Collection entries

**********

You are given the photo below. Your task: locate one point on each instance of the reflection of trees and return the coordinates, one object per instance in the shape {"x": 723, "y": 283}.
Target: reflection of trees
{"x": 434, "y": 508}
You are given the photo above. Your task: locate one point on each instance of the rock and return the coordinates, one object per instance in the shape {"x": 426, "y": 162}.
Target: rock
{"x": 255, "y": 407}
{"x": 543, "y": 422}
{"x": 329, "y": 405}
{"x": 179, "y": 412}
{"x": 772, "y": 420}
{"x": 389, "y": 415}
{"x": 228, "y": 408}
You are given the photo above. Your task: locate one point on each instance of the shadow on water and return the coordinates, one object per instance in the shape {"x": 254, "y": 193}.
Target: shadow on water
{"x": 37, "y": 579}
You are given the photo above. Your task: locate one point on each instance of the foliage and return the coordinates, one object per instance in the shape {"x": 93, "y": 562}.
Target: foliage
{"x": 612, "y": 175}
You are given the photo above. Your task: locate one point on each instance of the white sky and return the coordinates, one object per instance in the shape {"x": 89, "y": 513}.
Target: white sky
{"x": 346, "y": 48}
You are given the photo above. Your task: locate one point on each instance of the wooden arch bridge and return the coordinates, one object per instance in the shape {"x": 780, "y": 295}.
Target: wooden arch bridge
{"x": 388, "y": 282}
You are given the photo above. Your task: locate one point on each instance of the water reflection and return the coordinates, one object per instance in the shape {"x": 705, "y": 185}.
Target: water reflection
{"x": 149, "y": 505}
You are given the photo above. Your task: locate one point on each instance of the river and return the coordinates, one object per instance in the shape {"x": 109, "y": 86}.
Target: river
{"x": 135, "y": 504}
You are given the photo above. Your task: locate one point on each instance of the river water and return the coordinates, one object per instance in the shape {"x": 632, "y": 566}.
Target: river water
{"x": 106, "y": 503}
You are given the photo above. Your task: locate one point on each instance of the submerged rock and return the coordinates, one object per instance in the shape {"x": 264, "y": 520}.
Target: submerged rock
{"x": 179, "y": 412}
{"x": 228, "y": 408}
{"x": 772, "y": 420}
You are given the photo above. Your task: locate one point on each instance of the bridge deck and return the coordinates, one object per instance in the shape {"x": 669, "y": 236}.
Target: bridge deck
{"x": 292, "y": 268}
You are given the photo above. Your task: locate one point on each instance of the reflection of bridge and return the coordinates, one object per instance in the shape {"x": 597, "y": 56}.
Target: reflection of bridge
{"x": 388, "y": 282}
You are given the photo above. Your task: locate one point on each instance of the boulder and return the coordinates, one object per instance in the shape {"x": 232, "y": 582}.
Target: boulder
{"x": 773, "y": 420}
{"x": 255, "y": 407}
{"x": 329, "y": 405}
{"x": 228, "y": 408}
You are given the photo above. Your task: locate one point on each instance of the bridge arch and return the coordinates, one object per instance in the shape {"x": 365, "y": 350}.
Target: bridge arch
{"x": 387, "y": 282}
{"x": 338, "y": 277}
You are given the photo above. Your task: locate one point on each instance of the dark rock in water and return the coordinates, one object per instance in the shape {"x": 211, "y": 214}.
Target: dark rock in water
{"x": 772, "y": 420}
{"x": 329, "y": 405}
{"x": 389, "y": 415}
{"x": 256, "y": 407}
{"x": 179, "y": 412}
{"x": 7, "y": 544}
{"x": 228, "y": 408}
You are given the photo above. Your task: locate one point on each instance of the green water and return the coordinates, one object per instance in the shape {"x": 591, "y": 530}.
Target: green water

**********

Work order: Determine the number of lines in the data that include the word "green", and provide that number without comment.

Finished task: 2